SOURCE PASSAGE |
BEGIN

Discussion in 'Regional Forums and Event Information' started by QCStang, Jun 29, 2007.

  1. Well, long time no login.

    I now find myself with a little time on my hands.

    I fell better than I have in a long time.

    Thing is, I had a lymph node removed in my groin. They did a biopsy on it.

    I have cancer. Hodgkin's lymphoba. :jaw:
  2. That's brutal bro. Here's hoping everything from this point out turns our ok. :nice:
  3. Wow that sucks Dan sorry to hear that. But if they removed it, should the "sickness" be gone too ?

  4. x2????
  5. You have dozens of lymph nodes in your body. They are part of the immune system.
    They are all interconnected and vital. they kind of "filter" infection from your body.

    With most cancers - say liver cancer - if it has advanced to the nodes, it pretty much is a death sentence. The cancer appears randomly in the nodes. They work like a superhighway.

    With Hodgkin's, it appears sequentially. From one to the next in line, until they are all infected. It then causes organ failure.

    In other words, Hodgkin's in the most treatable form of cancer. Like all cancers, in can reoccur.
  6. Well... dunno what to say.. it sucks dude..
  7. Update

    All my tests are done and I am undergoing chemotherapy.

    The disease is in the lymph nodes of my stomach and my lower abdomen. It has not gone any further, just growing quickly where it currently is. This is a good thing as the chemo kills fast growing cells.

    Doc says I have the best prognosis among his cancer patients. :hail2:
  8. That's Awesome news Dan. Here's to a speedy recovery. :cheers:
  9. Good luck with the whole process Dan
  10. Thanks guys!

END

THE TASK |
Reproduce word for word the part of the forum thread starting at "I have cancer." and ending at "be gone too ?". Rely on the forum thread alone.

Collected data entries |

BEGIN

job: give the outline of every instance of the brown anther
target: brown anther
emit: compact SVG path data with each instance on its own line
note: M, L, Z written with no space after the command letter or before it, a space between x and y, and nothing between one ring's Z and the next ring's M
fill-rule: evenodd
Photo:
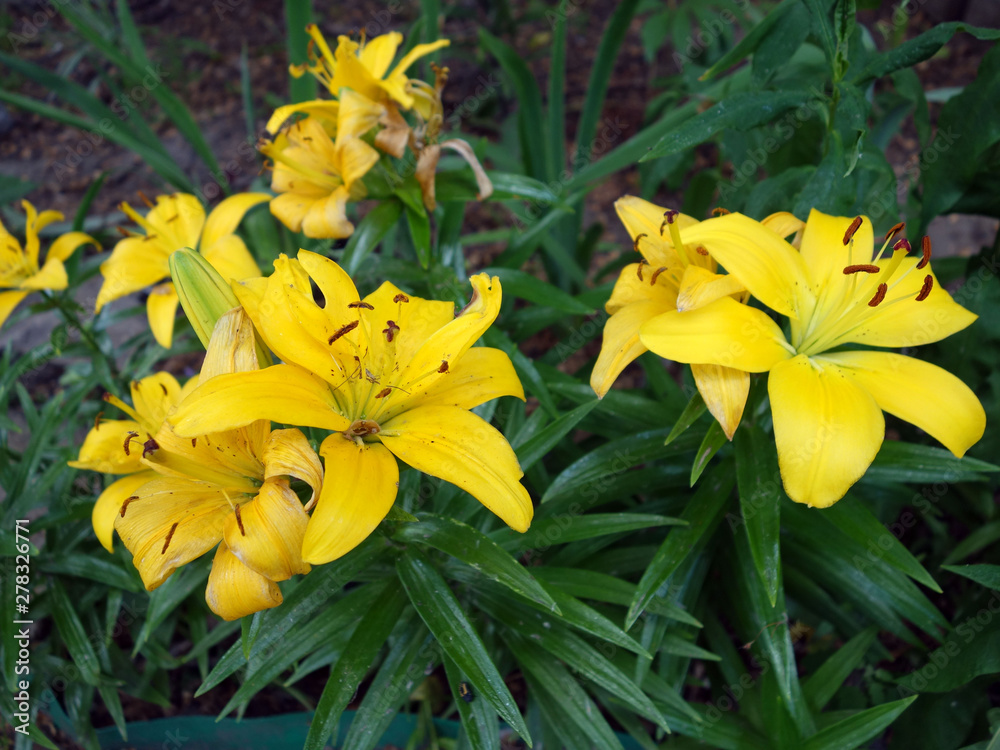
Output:
M170 546L170 540L174 538L174 532L177 531L177 523L175 522L173 526L170 527L170 531L167 532L167 538L163 540L163 549L160 550L161 555L167 554L167 547Z
M131 456L132 455L131 453L128 452L128 444L132 442L132 438L134 438L134 437L139 437L139 433L138 432L132 432L130 430L128 432L128 434L125 435L125 443L122 445L122 448L125 449L125 455L126 456Z
M885 299L885 293L889 291L888 284L879 284L875 296L868 301L868 307L878 307L879 303Z
M876 266L874 263L858 263L854 266L845 266L844 275L850 276L852 273L878 273L882 269Z
M918 265L917 268L920 268ZM931 289L934 288L934 277L930 274L924 276L924 285L920 287L920 292L917 294L917 302L923 302L927 299L927 295L931 293Z
M132 495L132 497L125 498L125 502L122 503L122 507L118 511L118 513L121 515L122 518L125 518L125 511L128 509L128 504L133 500L138 500L138 499L139 499L138 495Z
M917 268L923 268L928 263L931 262L931 238L924 235L924 238L920 240L920 249L924 252L924 257L920 259L917 263ZM927 278L930 278L928 276Z
M346 326L341 326L341 327L340 327L340 328L339 328L339 329L337 330L337 332L336 332L335 334L333 334L333 335L332 335L332 336L331 336L331 337L330 337L330 338L329 338L329 339L327 340L327 342L326 342L326 343L327 343L327 344L332 344L332 343L333 343L334 341L336 341L337 339L339 339L339 338L340 338L341 336L346 336L346 335L347 335L348 333L350 333L351 331L353 331L353 330L354 330L355 328L357 328L357 327L358 327L358 323L359 323L359 322L360 322L360 321L357 321L357 320L353 320L353 321L351 321L350 323L348 323L348 324L347 324Z
M892 229L890 229L888 232L885 233L885 239L883 240L883 242L888 242L893 237L895 237L897 234L899 234L900 232L902 232L904 229L906 229L906 223L902 222L902 221L899 222Z
M864 223L864 219L862 219L860 216L855 216L854 217L854 221L851 222L851 226L849 226L847 228L847 231L844 232L844 244L845 245L848 244L854 238L854 233L857 232L859 229L861 229L861 225L863 223Z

END

REPLY TO THE EXERCISE |
I have cancer. Hodgkin's lymphoba. :jaw:
  2. That's brutal bro. Here's hoping everything from this point out turns our ok. :nice:
  3. Wow that sucks Dan sorry to hear that. But if they removed it, should the "sickness" be gone too ?